Data for this exercise –

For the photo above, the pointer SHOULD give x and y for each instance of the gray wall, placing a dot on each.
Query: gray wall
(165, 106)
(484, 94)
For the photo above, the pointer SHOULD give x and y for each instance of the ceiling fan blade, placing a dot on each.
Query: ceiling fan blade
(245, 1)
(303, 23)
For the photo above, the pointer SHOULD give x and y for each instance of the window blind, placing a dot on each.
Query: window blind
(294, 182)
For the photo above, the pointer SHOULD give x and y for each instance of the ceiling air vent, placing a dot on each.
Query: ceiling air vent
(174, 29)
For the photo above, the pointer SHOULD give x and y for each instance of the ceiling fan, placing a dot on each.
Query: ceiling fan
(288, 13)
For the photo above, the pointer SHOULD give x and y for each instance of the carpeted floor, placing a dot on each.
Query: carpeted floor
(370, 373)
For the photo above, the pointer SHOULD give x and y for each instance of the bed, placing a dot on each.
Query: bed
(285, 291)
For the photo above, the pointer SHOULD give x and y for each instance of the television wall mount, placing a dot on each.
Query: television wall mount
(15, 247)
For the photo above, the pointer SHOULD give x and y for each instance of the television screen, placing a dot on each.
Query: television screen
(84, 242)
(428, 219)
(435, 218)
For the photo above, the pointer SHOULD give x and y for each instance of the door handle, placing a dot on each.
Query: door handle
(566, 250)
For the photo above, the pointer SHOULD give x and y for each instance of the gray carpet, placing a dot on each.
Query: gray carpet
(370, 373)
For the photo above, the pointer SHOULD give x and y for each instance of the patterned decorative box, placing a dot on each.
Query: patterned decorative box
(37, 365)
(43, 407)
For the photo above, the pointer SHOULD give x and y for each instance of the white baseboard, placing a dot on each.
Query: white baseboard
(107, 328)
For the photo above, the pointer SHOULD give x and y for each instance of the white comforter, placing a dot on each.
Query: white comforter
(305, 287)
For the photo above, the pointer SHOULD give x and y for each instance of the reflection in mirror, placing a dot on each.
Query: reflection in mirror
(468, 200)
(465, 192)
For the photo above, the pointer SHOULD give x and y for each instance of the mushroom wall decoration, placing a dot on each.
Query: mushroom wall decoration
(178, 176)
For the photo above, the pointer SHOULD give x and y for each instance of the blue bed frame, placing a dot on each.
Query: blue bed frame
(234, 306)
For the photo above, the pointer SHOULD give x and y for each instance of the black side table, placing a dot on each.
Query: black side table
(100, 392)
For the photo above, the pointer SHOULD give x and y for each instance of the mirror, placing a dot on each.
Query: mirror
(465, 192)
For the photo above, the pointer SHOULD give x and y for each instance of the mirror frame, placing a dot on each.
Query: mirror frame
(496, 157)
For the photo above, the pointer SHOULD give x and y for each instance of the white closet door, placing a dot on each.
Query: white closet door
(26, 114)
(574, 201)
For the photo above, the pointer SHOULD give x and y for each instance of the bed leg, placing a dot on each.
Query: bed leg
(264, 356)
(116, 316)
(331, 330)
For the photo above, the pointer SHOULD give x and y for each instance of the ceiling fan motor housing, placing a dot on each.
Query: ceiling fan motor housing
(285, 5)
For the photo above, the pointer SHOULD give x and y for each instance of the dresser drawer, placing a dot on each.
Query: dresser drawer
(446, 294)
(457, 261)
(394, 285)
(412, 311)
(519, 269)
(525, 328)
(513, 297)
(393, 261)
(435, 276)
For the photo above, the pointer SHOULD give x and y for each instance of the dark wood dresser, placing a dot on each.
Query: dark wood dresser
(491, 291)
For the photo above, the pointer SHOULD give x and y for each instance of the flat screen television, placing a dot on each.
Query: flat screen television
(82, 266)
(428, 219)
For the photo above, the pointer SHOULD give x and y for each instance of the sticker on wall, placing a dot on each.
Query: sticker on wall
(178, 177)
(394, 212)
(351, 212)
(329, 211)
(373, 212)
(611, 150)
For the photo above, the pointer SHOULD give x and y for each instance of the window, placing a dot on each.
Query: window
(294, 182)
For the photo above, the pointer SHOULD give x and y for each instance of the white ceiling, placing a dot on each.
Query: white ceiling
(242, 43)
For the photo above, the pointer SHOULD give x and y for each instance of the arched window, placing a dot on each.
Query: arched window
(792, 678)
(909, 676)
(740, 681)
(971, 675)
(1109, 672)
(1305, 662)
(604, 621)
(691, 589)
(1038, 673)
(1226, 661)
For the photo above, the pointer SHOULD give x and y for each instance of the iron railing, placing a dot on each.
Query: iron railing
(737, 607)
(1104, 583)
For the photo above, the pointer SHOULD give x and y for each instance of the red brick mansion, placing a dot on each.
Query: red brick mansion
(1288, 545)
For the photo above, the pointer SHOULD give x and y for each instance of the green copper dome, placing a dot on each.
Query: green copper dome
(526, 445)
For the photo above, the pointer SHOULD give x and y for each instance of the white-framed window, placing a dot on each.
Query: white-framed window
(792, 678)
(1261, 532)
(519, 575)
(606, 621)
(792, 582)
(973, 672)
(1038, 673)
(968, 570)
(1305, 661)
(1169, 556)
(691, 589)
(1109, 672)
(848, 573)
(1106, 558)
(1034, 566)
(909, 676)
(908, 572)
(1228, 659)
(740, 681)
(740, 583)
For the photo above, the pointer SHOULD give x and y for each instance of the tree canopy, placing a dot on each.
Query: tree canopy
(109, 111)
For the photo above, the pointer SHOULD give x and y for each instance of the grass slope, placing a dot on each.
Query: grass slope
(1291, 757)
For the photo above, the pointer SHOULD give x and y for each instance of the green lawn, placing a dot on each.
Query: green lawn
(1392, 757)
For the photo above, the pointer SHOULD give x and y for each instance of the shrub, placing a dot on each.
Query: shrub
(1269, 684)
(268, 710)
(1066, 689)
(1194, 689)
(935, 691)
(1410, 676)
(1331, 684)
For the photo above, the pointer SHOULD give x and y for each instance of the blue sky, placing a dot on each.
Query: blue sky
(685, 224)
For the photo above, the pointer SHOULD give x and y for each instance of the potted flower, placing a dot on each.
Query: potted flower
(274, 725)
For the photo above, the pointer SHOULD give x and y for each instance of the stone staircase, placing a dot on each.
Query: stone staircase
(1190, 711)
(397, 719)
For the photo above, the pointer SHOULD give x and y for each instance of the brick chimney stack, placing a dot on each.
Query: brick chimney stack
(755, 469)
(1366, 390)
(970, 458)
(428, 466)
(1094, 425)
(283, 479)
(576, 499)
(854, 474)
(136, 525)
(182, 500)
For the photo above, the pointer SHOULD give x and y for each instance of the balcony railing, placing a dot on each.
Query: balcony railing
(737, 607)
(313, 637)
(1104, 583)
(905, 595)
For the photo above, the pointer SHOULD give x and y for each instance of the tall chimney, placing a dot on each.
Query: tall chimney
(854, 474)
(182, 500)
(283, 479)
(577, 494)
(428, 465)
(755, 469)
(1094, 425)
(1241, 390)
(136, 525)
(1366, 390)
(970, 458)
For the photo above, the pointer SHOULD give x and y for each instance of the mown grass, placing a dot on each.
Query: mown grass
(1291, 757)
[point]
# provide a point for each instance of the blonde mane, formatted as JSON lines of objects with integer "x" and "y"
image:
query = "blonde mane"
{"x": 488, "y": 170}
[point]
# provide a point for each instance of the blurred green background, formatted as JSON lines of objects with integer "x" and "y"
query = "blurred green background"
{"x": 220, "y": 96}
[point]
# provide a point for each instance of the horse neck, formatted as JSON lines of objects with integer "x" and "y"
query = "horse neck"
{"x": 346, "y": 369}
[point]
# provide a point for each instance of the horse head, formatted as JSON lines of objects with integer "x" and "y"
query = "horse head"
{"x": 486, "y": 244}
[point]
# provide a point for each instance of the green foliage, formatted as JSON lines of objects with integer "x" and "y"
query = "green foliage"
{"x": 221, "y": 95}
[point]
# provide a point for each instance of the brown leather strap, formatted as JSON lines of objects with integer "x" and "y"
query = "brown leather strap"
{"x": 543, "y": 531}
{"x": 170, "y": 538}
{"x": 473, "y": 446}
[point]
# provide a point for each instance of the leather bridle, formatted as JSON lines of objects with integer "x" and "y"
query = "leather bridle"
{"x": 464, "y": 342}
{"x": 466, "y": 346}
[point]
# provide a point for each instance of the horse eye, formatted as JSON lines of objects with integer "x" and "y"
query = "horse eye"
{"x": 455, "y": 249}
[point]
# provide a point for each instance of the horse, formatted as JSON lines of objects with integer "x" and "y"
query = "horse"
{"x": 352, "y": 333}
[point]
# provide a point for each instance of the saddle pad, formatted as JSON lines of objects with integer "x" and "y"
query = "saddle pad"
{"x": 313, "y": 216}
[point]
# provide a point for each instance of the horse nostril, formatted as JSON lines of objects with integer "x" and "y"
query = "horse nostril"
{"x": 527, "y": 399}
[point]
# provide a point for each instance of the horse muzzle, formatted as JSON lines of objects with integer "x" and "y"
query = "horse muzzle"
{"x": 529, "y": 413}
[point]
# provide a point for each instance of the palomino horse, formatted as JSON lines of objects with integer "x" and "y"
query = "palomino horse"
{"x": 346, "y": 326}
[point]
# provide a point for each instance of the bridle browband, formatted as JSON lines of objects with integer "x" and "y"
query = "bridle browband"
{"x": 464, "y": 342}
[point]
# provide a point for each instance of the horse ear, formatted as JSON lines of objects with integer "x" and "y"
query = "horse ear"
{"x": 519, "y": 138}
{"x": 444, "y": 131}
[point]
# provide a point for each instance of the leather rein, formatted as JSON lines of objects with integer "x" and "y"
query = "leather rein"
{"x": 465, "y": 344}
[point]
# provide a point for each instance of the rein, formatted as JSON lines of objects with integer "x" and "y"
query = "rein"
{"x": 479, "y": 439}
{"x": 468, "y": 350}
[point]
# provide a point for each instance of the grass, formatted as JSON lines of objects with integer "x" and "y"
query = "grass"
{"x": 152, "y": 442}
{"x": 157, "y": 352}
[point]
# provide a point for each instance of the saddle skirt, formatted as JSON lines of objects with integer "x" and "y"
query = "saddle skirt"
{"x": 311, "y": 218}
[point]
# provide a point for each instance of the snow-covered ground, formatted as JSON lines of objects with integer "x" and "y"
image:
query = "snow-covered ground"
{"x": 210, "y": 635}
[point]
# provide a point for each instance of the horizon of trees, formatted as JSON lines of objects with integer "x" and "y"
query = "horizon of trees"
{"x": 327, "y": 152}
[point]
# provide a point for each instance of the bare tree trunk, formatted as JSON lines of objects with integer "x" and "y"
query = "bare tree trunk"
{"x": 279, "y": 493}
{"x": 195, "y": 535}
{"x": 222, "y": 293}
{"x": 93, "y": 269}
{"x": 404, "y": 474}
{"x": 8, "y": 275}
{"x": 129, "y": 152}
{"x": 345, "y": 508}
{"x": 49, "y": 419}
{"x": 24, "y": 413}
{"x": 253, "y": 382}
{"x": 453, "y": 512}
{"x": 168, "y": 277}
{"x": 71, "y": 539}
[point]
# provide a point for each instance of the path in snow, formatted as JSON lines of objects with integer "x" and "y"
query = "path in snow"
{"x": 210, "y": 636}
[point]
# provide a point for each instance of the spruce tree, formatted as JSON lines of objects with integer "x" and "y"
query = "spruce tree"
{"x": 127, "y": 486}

Task description – Working from the data above, extract solely the lines from the one containing "Query: red brick mansion" through the one containing "white-framed window, placing a dot on each.", exactly as they appear, both included.

Answer –
Query: red brick mansion
(1288, 545)
For the photo above, the pointer SHOULD give x and y for each instance of the green copper dome, placing a dot on each.
Query: green copper dome
(526, 445)
For the photo above, the pointer SHOULD give x and y for each instance of the white-framed window, placing a dot on each.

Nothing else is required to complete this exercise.